Entries provided:
----------
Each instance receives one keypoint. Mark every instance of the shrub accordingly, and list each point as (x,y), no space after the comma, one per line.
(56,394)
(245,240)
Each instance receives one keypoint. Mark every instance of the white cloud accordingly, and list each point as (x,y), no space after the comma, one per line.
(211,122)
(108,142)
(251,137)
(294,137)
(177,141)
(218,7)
----------
Task to complete: Restate the data above in full, keeping every word as it is.

Result of this exercise:
Each instance receives one keypoint. Mark every instance of the shrub accordingly, and list each point as (x,y), no space after the comma, one per line.
(56,394)
(245,240)
Each instance receives one keypoint. Mark every instance of the white cloud accordingly, and list each point as (x,y), no space after the comma, one per line.
(211,122)
(108,142)
(251,137)
(294,137)
(177,141)
(218,7)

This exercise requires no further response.